── EXTRACTED ENTRIES ──

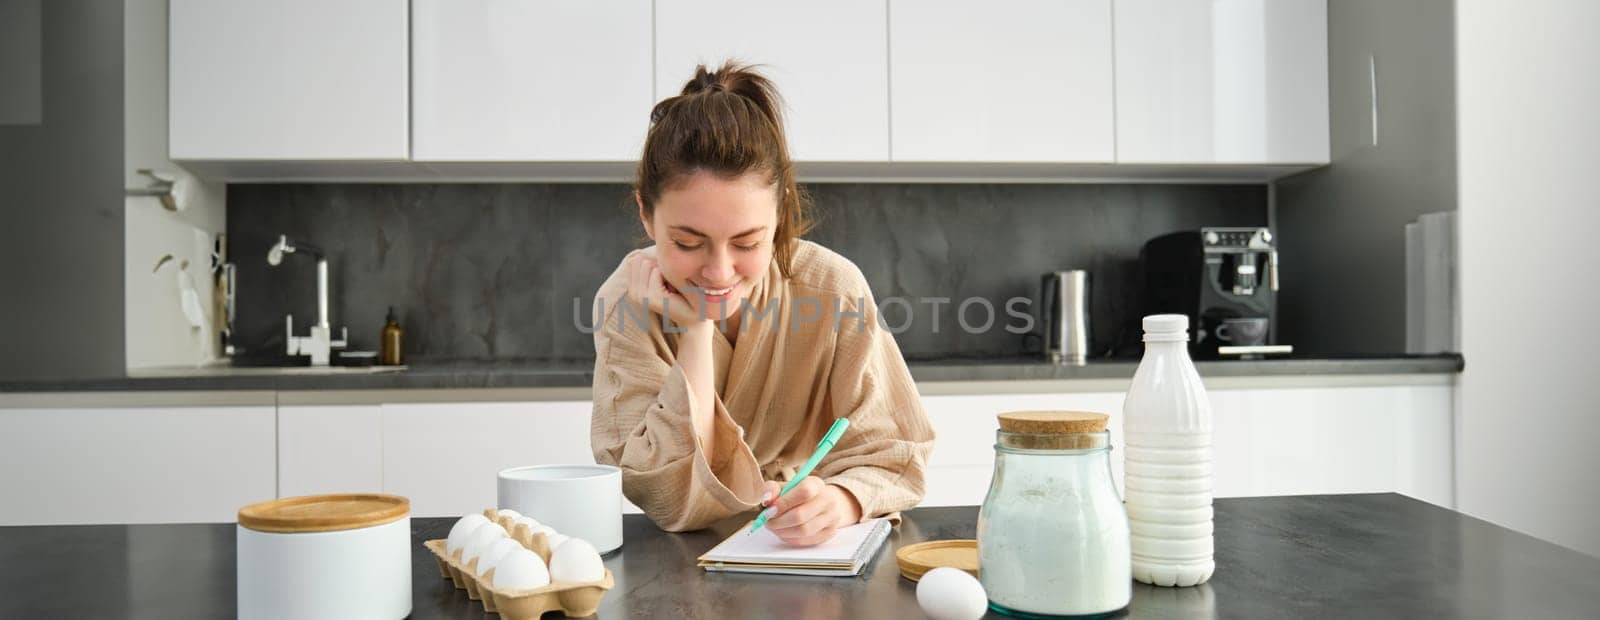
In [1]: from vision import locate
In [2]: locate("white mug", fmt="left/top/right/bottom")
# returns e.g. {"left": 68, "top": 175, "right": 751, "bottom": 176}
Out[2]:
{"left": 497, "top": 464, "right": 623, "bottom": 554}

───

### TASK STATEMENT
Using the records above, report each line that contains the word "locate" by copying it.

### SOLUTION FOR THIS EXERCISE
In [1]: from vision import locate
In [2]: locate("white mug", fmt="left/top/right/bottom")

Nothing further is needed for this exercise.